• _Your task_
Pick out every line of the data below that contains the string "slope", and copy each such line in full. Treat the match as case-sensitive.

• _Task inputs_
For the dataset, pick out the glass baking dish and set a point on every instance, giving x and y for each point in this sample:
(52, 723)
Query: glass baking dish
* * *
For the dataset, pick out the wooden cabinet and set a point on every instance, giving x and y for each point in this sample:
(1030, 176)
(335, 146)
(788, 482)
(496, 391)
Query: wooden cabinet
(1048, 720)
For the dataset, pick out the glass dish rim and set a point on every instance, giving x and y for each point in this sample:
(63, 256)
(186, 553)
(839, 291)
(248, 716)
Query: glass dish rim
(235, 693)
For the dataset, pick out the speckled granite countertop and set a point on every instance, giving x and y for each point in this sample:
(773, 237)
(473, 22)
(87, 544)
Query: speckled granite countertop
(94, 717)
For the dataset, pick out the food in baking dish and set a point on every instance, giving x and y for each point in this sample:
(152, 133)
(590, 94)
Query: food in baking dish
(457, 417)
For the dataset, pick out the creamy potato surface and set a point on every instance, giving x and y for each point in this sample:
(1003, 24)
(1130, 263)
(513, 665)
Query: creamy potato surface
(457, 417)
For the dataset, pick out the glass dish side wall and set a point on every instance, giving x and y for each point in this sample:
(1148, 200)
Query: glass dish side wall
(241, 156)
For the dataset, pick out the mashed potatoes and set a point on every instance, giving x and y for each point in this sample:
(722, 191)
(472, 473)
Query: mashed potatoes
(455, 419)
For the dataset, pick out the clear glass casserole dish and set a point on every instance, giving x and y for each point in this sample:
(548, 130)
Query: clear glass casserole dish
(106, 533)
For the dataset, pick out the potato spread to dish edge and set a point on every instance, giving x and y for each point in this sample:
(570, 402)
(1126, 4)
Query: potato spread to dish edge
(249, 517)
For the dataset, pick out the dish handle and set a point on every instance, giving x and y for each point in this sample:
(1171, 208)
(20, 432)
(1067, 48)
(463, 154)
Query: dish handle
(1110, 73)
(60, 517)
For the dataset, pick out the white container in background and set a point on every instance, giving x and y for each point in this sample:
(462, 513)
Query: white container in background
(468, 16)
...
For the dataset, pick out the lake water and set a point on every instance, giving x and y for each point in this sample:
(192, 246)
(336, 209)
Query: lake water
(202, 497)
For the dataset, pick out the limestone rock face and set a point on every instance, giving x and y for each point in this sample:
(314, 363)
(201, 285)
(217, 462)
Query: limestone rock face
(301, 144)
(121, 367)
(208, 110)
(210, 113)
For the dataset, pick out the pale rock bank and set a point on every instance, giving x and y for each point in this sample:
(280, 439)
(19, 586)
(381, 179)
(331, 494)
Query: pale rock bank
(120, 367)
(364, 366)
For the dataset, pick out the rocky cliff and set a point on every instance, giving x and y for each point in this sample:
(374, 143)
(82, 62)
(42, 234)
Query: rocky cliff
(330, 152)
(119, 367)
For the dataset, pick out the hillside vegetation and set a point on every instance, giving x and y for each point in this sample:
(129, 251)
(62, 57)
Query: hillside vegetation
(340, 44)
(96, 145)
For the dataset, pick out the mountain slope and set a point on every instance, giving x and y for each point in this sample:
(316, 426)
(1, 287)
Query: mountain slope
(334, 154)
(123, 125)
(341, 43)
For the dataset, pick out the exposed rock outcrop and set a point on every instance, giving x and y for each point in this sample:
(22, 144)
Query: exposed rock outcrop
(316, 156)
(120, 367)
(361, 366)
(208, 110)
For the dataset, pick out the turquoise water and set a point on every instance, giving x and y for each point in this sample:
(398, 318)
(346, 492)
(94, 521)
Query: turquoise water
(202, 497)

• _Exercise solution_
For the dataset, pick out the mountain slope and set a point on every instance, giving x and y for each point in this sample:
Query: mountain slope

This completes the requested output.